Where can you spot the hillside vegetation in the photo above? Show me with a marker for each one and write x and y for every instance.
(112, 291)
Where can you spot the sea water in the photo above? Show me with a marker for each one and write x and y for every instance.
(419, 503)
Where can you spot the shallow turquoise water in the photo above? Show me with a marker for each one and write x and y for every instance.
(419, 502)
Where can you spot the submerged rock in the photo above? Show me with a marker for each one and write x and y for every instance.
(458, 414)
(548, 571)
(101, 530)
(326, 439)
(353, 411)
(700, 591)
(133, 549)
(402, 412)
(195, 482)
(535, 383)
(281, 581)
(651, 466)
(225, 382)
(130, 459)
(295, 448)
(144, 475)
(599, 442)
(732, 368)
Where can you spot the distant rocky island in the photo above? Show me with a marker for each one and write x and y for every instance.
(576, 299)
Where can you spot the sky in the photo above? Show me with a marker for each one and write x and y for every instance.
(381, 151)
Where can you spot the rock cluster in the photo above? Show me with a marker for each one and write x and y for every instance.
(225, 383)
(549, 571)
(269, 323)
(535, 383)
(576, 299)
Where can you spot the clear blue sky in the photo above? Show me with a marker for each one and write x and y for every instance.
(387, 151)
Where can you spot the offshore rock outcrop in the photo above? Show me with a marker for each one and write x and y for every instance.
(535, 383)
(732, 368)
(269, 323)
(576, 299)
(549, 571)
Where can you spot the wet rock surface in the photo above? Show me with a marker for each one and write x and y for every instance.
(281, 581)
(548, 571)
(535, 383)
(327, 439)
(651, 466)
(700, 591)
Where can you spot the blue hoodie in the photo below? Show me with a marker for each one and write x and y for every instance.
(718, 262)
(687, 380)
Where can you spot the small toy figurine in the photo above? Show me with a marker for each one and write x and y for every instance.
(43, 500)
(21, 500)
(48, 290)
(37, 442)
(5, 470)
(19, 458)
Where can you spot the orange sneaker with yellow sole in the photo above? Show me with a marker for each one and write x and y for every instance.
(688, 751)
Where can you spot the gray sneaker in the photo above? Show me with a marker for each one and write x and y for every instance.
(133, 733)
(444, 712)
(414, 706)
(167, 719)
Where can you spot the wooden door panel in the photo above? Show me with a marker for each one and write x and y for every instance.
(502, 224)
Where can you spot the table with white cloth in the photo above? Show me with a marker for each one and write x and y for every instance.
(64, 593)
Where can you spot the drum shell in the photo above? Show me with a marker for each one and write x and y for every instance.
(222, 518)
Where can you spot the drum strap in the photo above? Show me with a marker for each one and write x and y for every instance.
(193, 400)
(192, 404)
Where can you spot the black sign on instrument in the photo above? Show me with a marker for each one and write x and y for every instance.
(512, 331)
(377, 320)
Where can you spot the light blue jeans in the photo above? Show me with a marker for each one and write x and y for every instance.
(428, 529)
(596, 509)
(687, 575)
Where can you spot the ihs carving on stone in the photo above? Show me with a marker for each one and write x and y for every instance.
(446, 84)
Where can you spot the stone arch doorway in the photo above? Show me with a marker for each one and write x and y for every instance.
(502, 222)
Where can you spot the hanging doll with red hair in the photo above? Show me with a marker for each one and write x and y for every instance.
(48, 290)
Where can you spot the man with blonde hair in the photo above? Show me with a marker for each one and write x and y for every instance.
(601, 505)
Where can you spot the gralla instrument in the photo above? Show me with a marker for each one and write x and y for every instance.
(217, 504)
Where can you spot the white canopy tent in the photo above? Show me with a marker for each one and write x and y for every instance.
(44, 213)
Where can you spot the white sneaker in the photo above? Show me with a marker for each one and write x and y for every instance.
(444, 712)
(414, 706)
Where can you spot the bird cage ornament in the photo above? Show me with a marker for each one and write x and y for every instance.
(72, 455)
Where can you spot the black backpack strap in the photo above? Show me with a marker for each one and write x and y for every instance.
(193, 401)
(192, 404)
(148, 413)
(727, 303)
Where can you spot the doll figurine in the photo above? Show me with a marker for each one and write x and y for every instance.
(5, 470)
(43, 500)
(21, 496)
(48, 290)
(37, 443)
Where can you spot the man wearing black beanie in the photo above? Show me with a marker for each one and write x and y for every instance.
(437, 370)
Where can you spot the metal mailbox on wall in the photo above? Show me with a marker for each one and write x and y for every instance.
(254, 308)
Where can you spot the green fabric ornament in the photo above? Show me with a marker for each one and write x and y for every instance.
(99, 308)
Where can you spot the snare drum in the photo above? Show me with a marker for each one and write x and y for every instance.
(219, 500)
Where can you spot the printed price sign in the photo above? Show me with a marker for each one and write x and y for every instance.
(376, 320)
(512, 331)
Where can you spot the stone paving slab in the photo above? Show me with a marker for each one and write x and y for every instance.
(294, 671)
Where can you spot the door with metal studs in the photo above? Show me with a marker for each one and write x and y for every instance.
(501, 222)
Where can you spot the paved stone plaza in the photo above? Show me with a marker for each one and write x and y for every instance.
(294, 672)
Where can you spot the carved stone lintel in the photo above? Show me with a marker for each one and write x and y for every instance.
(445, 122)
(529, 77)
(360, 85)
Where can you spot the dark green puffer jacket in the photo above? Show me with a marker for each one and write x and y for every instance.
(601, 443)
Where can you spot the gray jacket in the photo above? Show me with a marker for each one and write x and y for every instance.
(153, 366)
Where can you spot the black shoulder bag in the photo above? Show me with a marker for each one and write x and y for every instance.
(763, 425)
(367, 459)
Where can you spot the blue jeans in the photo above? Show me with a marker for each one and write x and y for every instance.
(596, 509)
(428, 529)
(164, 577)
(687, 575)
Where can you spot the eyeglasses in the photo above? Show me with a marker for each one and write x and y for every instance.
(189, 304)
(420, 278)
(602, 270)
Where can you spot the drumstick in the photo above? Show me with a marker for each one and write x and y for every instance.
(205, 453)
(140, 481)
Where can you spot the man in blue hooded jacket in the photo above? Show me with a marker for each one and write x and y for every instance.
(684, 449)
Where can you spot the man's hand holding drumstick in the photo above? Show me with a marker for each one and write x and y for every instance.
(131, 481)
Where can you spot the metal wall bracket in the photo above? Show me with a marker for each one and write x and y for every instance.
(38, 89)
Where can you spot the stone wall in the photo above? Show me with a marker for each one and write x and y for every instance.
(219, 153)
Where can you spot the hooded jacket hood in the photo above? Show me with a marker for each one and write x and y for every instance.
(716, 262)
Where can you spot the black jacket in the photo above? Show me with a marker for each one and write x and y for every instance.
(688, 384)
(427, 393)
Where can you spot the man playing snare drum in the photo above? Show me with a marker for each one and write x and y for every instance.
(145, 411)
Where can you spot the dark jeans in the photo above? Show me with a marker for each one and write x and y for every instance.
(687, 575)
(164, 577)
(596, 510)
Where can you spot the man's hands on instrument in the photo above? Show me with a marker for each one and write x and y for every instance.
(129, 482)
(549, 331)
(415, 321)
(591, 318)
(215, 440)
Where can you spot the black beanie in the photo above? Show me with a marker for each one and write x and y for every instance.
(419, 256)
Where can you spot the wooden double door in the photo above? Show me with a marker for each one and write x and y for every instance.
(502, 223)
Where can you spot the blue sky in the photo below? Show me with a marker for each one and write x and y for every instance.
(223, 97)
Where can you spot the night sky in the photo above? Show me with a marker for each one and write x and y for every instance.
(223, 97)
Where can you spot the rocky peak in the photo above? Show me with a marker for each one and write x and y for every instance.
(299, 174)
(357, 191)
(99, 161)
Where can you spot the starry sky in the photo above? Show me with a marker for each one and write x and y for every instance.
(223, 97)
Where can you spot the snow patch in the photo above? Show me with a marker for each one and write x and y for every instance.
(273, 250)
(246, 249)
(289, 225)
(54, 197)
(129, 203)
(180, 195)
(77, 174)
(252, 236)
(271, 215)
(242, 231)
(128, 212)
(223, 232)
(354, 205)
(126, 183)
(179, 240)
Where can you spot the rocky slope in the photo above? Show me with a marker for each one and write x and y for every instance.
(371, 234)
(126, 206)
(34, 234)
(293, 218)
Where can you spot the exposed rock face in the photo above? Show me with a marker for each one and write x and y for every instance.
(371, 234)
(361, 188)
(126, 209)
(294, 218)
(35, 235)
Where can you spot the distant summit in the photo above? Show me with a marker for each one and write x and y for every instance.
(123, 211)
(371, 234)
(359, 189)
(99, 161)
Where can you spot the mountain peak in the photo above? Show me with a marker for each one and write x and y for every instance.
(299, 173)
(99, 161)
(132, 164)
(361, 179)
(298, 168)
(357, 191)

> **Aim of the task**
Restate precisely, and with nothing added, the lines from the one with "Where can you spot the exposed" through the final line of the material.

> **Solution to the problem**
Where can you spot the exposed rock face in the photo above? Show me with a marker for each one and write x and y for every instance.
(371, 234)
(361, 188)
(126, 209)
(294, 218)
(35, 235)
Where can you spot the distant summit in the photo above? Show me with a marker for each one and write x and y for every instance.
(123, 211)
(371, 234)
(359, 189)
(99, 161)
Where can you spot the mountain peak in the photo above? Show me with a marker for each one and write x and y for every instance.
(299, 173)
(99, 161)
(132, 164)
(361, 179)
(298, 168)
(357, 191)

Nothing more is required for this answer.